++++ Extrait à lire

179. On a employé successivement à la construction des hygromètres, différens corps choisis parmi ceux dans lesquels l’humidité produit les mouvemens les plus sensibles. On a cherché aussi à mesurer l’humidité de l’air par l’augmentation de poids que subissent certaines substances, telles qu’un flocon de laine, ou un sel, en absorbant l’eau contenue dans l’air.

Mais, outre que ces moyens étoient par eux-mêmes très-imparfaits, les corps qu’on y employoit etoient sujets à des altérations qui leur faisoient perdre plus ou moins promptement leur qualité hygrométrique ; ils avoient le double inconvénient, de servir mal, et de n’être pas d’un long service.

180. Pour tirer de l’hygromètre des avantages réels, il falloit le mettre en état de rivaliser avec le thermomètre, en offrant une suite d’observations exactes, et qui fussent comparables dans les différens hygromètres.

Le célèbre Saussure, à qui nous devons un ouvrage très-estimé sur l’hygrométrie, est parvenu à remplir cet objet, par un procédé dont nous allons donner une idée.

++++++++
++++ Données affichées

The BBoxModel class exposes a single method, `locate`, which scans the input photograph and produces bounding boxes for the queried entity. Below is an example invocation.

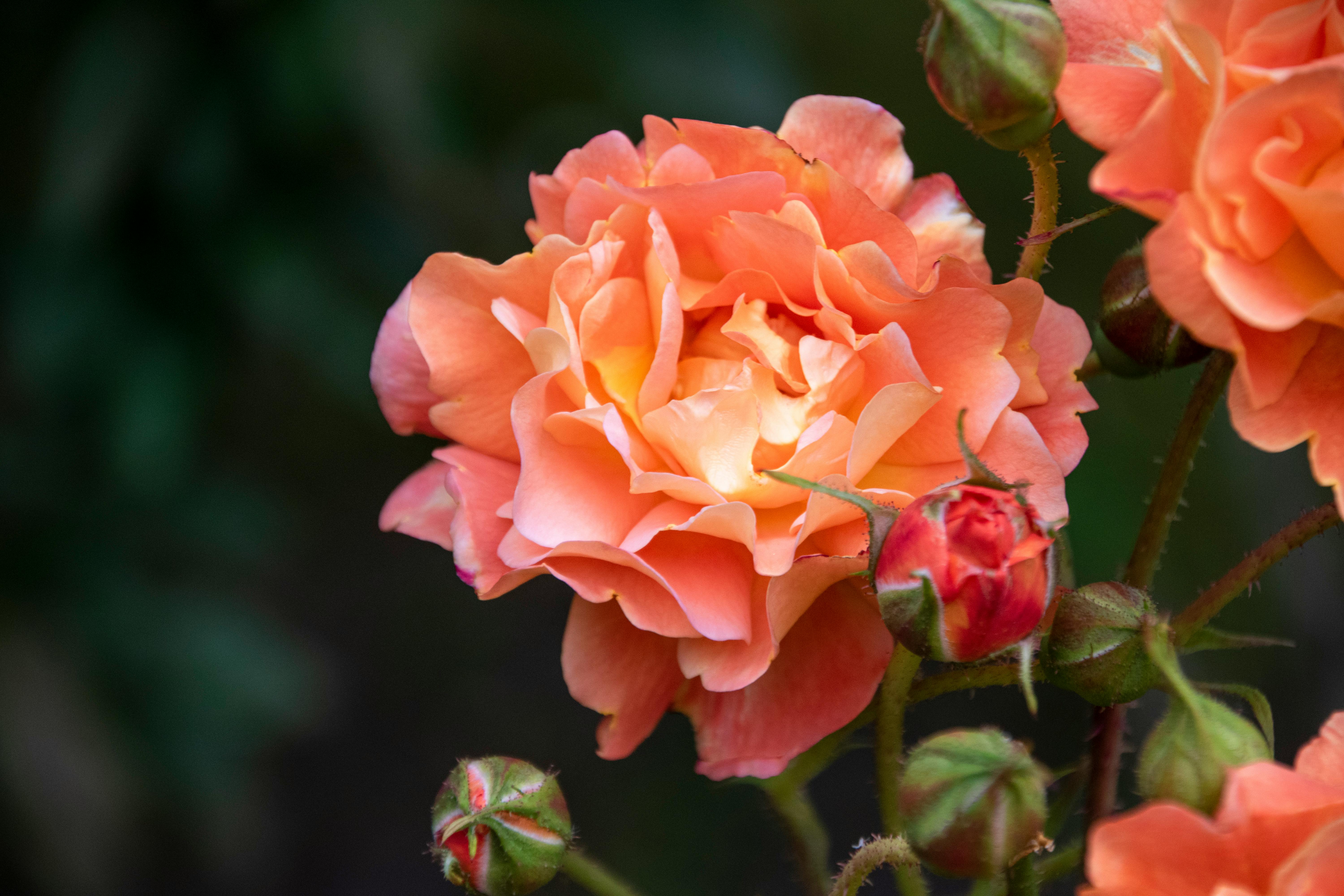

++++++++

**À compléter:**
**a.** Reformulez plus brièvement, s'il vous plaît, le paragraphe de l'extrait sur les hygromètres qui commence par « Mais, outre que ces moyens », en conservant ses faits principaux.
**b.** Écrivez la suite de l'extrait sur les hygromètres, à partir de sa dernière phrase.

**Réponses attendues:**
**a.** Ces moyens étaient très imparfaits en eux-mêmes. De plus, les corps employés s'altéraient et perdaient plus ou moins vite leur qualité hygrométrique : ils servaient mal et ne duraient pas longtemps.

**b.**
La pièce principale de cet hygromètre est un cheveu, auquel Saussure fait d’abord subir une préparation, dont le but est de le dépouiller d’une espèce d’onctuosité qui lui est naturelle, et qui le garantiroit, jusqu’à un certain point, de l’action de l’humidité. Cette préparation se fait en même temps sur un certain nombre de cheveux formant une touffe, dont l’épaisseur ne doit pas excéder celle d’une plume à écrire, et renfermés dans une toile fine qui leur sert d’étui. On plonge les cheveux ainsi enveloppés dans un matras à long col, rempli d’eau, qui tient en dissolution à peu près un centième de son poids de sulfate de soude, et l’on fait bouillir cette eau pendant trente minutes ; on passe ensuite à deux reprises les cheveux dans l’eau pure, pendant qu’elle est aussi en ébullition ; on les retire de leur enveloppe, et on les sépare, puis on les suspend pour les faire sécher à l’air, après quoi il ne reste plus qu’à faire un choix de ceux qui étant plus nets, plus doux, plus brillans et plus transparens, méritent d’être employés de préférence.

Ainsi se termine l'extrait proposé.